◆ **Provided text**:
Since 2004, the survey has asked network and systems administrators how satisfied they were with the security of the datacenter/server farm; desktop PCs; physical security; wireless LANs; remote access; laptops; and handheld devices. Said Amplitude Research's Birnkrant: "What is most interesting about the results this year is that the level of satisfaction with the security of laptops and handheld devices declined significantly between 2008 and 2009, while the results for other types of items did not decline in 2009 compared to 2008. The percentage satisfied with the security of the laptops at their company went from 67% in 2008 to 59% in 2009. At the same time, the proportion satisfied with the security of the handheld devices at their company went from 52% in 2008 to 37% in 2009. This suggests that the most portable devices (i.e., laptops and handheld devices) appear to be of particular concern for many network administrators in 2009."
Added Birnkrant, "Results for laptops and handheld devices had been improving from 2005 through 2008. But then the 2009 results represent a significant reversal of what had been a positive trend."
A correlation between budget deficiency and confidence deficiency in securing mobile computing devices
Birnkrant of Amplitude Research added that "the results demonstrate a connection between those who feel they are insufficiently budgeted and their confidence level in securing laptops and handheld devices." Of those network and systems administrators who responded that they have a sufficient security budget in 2009, 76% indicated they were satisfied with the security of the laptops at their company. Of those who responded that they do not feel they have a sufficient security budget, only 39% were satisfied with laptop security. At the same time, of those who do not feel they have a sufficient budget, 45% were dissatisfied with laptop security vs. 14% of those who felt sufficiently budgeted.
When asked if their company has formal policies regarding the offsite use of laptop computers (such as password-protected screen savers, sign-out procedures, laptop audits, restrictions on software installation, marking or branding of laptop exteriors, etc.), more than half (57%) reported that their company has formal policies. But among those who do not feel their company has budgeted sufficiently for security needs, less than half (49%) reported that they have formal policies regarding the offsite use of laptop computers (vs. 63% of those who felt sufficiently budgeted).
"Among those respondents who reported formal policies regarding the offsite use of laptop computers, 74% indicated that these policies resulted in greater responsibility by laptop users," said Birnkrant.

◆ **Data lines**:

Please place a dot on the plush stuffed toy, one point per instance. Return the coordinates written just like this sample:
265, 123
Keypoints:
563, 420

◆ **Instructions**:
#1 According to the survey text, what percentage of administrators were satisfied with the security of handheld devices at their company in 2009?
#2 Continue the survey text on datacenter and device security from the point where it stops.
The material has no connection to the survey text.

◆ **Outputs for the tasks**:
#1 37% were satisfied in 2009, down from 52% in 2008.

#2
The 2009 study was commissioned by VanDyke Software and conducted online by Amplitude Research during the third week of April 2009 among Amplitude's nationwide technology panel and had 320 total survey respondents with a maximum sampling margin of error of 5.5%. To obtain an executive summary of the 2009 survey results, contact Michael Krems of Krems Public Relations at email@example.com.
About Amplitude Research, Inc.
Amplitude Research' is a privately owned online market research company headquartered in Boca Raton, Florida, with blue chip clients located throughout the United States and Canada. Amplitude combines its proprietary market research software, top quality survey panels, and experienced professional services to deliver actionable survey results. Amplitude's Panelspeak' Technology Panel (http://www.panelspeak.com) was formed in early 2002 and can reach more than 100,000 IT professionals representing all types and sizes of organizations, and includes such job titles as network or systems administrator, IT manager, software developer, software architect, web developer, and C level or higher IT professional. The name "Amplitude" Research and its tagline "loud and clear" signify Amplitude's high-quality statistical and reporting services tailored to meet each client's specific needs. For more information about Amplitude Research and its market research surveys, visit the company's website at http://www.amplituderesearch.com.
About VanDyke Software, Inc.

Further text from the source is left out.